◆ Provided text
──────────────────────────────

Bio

Sean McGuill was born in Dundalk, Co Louth in 1995. He graduated with a degree in Printmaking & Contemporary Practice from Limerick School of Art & Design in 2018. He recently completed a three-month residency at An Táin Arts Centre, Dundalk and is currently working towards a solo exhibition in Droichead Arts Centre, Drogheda in 2019. His artistic practice comes from observing and engaging with society and popular culture.

 

Sean’s work has been exhibited in a number of locations across Ireland and was recently featured in group exhibitions in Origin Gallery, Dublin and The Sailors Home in Limerick. His work has been selected for various awards including the John Shinnors Selection at the 2017 LSAD Drawing Awards, as well as the Limerick Lace Drawing Award in 2016 and the LSAD Drawing Awards in 2015. He was shortlisted for the 2017 Hennessy Portrait Prize for his self-portrait and included in the exhibition at the National Gallery of Ireland.

Artist Statement

My practice is made in response to the mass media, particularly its manifestation on the Internet, and its effects on the dissemination information. I am fascinated by how we interact with and interpret the images, ideologies and slogans that are prevalent in daily life through the advertising, news, entertainment and social media industries. My work often uses found imagery taken from Facebook and other social media, which are then subverted by removing them from their original context and placing them into layered, collage style compositions.

 

I am interested in the narrative that is created from the often random and incongruous combinations of images which are consumed at an almost constant rate via social media on our mobile devices. Photos of major global events and tragedies often appear next to memes, cute animals and social events, creating a visual and mental overload of information.

Despite the random appearance of the images that surround us, they are very much mediated by complex algorithms and popular viral trends, creating an artificial construction of reality that reflects the ‘real world’, however inaccurate it may be.

 

While navigating this landscape of so-called 'post-truth', I am drawn to the aesthetic and moral juxtapositions of these unrelated images and the visual world they inhabit. By translating these images through various print processes, as well as drawing, painting and collage, I seek to question their inherent meaning and give a physical, permanent presence to what would otherwise exist only as disposable digital files.

──────────────────────────────

◆ Information shown
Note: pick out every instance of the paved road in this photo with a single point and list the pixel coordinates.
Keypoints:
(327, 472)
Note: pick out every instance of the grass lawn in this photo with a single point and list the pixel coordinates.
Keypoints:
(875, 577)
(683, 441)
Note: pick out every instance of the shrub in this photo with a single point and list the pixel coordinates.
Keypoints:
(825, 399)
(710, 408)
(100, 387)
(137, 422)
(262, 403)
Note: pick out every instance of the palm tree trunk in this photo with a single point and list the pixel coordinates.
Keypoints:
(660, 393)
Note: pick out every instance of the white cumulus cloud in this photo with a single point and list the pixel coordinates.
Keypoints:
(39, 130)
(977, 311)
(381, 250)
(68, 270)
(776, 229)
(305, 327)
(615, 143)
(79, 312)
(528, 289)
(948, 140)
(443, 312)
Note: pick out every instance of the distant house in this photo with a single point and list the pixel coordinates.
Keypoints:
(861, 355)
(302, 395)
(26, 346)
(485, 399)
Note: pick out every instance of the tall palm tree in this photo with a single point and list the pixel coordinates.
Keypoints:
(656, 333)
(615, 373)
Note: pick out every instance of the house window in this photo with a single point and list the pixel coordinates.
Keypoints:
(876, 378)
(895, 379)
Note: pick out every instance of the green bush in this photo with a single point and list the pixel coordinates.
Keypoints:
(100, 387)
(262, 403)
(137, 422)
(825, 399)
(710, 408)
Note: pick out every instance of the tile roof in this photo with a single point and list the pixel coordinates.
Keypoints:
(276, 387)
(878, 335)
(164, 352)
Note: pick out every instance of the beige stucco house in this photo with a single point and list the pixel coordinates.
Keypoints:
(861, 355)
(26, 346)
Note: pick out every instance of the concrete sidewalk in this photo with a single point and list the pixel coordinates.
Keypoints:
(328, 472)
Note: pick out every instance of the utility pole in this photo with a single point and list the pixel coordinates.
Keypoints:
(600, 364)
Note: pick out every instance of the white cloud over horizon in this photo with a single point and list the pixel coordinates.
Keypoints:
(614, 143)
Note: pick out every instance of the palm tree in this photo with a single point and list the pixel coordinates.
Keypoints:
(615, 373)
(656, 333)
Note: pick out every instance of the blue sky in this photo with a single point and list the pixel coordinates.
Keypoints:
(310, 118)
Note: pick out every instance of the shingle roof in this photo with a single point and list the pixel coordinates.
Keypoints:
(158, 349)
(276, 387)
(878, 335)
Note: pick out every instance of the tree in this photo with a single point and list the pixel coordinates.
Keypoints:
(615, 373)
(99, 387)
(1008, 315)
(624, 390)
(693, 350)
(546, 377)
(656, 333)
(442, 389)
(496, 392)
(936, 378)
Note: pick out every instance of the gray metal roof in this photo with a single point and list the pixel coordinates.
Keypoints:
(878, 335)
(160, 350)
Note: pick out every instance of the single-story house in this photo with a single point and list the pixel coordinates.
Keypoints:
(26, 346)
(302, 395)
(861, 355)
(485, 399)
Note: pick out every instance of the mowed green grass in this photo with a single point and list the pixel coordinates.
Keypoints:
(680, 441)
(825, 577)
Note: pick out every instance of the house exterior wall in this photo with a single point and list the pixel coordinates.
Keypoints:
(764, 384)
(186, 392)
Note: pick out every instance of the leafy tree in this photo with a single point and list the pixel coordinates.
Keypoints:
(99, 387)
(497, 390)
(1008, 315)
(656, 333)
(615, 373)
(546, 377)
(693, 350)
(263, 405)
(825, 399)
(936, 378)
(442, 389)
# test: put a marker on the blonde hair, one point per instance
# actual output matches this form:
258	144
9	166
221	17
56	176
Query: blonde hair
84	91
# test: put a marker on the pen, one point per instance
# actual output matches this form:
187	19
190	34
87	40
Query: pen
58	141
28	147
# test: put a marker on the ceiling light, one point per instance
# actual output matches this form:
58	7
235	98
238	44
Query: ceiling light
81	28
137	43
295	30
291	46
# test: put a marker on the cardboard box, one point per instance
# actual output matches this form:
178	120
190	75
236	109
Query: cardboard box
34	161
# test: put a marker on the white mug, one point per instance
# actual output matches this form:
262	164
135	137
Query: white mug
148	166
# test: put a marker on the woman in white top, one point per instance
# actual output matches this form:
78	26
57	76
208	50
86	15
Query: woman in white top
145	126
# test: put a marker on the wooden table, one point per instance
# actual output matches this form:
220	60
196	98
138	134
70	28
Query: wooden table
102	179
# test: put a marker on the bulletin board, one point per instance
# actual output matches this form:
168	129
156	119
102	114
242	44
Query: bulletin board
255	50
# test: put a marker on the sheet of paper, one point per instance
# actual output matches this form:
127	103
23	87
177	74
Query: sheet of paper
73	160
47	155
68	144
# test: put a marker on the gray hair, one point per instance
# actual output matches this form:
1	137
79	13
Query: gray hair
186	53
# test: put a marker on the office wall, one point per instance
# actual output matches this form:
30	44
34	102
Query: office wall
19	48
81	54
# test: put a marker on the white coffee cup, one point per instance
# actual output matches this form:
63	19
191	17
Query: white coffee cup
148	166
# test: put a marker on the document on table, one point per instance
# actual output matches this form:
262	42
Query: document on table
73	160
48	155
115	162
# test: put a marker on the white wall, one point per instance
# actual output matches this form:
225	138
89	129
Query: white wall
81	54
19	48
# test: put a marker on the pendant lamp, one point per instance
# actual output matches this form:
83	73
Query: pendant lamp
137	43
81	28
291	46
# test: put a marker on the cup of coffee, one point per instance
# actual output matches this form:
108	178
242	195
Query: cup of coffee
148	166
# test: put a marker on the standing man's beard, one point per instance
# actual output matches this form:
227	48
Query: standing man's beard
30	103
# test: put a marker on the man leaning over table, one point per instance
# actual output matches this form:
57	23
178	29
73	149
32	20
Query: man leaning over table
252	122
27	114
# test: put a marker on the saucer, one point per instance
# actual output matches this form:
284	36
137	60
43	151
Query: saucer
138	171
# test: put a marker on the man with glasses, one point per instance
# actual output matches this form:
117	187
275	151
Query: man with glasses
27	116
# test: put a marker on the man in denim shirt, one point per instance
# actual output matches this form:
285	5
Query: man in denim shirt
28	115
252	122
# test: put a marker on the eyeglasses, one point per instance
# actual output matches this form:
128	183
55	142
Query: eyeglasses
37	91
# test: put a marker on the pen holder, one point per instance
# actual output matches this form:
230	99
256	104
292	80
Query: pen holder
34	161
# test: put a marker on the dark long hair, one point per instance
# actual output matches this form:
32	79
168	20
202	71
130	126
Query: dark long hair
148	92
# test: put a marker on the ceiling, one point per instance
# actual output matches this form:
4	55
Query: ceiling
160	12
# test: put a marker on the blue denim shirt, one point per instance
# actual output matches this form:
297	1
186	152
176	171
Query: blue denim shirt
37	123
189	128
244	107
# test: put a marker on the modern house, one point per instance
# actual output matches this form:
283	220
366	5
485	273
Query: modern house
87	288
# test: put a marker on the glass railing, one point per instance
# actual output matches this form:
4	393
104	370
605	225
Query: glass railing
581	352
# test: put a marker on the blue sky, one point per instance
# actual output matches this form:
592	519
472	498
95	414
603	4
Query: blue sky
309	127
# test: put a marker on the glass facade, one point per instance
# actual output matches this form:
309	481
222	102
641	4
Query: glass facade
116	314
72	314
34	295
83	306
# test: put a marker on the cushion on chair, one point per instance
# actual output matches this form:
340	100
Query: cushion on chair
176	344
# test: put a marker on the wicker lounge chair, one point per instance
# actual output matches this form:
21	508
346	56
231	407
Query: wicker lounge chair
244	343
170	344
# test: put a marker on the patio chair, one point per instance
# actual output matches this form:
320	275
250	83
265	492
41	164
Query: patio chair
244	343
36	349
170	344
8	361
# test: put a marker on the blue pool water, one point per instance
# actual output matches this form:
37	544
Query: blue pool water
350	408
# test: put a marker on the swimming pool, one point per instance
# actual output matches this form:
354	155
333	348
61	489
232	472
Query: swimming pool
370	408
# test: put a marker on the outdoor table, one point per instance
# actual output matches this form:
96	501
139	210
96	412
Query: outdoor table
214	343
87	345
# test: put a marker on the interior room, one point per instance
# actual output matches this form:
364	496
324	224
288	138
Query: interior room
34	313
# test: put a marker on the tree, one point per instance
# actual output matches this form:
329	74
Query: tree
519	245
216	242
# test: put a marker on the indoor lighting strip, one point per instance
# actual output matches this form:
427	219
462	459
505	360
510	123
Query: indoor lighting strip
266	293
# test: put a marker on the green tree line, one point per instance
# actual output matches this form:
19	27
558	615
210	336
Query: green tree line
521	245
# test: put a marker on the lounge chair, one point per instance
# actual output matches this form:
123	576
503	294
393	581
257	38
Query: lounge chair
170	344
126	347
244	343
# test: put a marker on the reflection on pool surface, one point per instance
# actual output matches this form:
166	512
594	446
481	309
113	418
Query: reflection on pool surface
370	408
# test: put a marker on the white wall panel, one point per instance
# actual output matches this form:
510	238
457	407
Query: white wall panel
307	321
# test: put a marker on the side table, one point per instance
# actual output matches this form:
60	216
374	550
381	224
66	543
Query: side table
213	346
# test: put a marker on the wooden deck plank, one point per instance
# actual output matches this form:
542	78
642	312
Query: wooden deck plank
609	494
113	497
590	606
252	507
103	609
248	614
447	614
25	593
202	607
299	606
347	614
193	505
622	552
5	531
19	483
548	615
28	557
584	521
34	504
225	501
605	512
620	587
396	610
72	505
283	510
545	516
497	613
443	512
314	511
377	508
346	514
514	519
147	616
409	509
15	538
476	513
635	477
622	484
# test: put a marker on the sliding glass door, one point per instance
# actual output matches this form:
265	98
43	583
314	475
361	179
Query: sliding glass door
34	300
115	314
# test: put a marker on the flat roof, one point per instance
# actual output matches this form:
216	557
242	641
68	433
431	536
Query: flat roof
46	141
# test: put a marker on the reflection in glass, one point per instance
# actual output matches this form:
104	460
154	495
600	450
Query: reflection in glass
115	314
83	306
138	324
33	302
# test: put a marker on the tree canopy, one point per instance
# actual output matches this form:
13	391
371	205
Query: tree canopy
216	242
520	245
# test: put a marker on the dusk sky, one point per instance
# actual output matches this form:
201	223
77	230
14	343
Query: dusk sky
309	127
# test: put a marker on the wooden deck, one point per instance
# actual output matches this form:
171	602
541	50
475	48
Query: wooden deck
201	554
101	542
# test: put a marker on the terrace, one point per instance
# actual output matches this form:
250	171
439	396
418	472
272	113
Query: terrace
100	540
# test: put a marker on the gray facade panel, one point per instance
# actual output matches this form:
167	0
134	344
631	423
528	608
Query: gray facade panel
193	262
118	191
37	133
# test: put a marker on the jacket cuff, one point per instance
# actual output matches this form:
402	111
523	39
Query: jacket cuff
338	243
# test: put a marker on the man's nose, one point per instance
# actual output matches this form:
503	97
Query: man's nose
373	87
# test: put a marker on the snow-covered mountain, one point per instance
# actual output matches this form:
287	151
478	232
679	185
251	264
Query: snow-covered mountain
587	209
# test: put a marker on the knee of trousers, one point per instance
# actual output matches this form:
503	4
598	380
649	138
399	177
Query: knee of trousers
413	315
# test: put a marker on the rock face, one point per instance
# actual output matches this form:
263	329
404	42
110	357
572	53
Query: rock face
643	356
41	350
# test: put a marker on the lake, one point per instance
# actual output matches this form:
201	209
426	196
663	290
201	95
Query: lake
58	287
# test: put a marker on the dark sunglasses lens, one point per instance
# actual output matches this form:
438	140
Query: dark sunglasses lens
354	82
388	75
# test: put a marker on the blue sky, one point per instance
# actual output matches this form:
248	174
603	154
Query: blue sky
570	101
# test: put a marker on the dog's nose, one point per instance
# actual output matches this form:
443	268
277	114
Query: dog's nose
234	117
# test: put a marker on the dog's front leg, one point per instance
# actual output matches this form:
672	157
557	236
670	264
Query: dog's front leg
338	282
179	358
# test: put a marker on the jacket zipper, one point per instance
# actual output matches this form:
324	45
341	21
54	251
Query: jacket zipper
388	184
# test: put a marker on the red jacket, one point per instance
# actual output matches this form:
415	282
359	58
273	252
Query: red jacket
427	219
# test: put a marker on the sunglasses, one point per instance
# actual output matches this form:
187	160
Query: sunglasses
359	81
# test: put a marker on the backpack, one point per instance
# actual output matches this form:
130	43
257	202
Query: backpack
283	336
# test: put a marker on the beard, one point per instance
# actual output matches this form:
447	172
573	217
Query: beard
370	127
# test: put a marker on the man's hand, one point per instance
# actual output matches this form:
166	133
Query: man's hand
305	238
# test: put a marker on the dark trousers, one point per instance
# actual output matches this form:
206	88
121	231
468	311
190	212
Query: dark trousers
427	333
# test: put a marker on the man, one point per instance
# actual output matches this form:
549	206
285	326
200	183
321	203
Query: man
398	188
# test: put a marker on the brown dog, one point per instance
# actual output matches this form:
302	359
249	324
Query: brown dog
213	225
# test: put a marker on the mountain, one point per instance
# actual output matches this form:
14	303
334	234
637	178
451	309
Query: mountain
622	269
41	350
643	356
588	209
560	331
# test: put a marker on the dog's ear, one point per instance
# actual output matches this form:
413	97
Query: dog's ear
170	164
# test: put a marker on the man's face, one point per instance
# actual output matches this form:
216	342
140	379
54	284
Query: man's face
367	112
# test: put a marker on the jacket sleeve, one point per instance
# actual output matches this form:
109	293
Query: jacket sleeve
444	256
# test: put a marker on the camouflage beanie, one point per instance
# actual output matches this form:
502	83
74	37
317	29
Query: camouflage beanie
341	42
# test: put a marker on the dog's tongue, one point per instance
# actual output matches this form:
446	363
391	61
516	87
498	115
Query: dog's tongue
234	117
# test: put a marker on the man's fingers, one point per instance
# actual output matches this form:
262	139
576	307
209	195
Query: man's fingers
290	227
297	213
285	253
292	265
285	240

──────────────────────────────

◆ Assigned task 1
In the artist bio, replace "algorithms" with "formulas" and reproduce the stretch from "Despite the random" through "disposable digital files.".
◆ Assigned task 2
List every venue that the artist bio names for Sean McGuill's residency or exhibitions, past or planned.

◆ Answer area 1
Despite the random appearance of the images that surround us, they are very much mediated by complex formulas and popular viral trends, creating an artificial construction of reality that reflects the ‘real world’, however inaccurate it may be.

 

While navigating this landscape of so-called 'post-truth', I am drawn to the aesthetic and moral juxtapositions of these unrelated images and the visual world they inhabit. By translating these images through various print processes, as well as drawing, painting and collage, I seek to question their inherent meaning and give a physical, permanent presence to what would otherwise exist only as disposable digital files.

◆ Answer area 2
- An Táin Arts Centre, Dundalk
- Droichead Arts Centre, Drogheda
- Origin Gallery, Dublin
- The Sailors Home, Limerick
- National Gallery of Ireland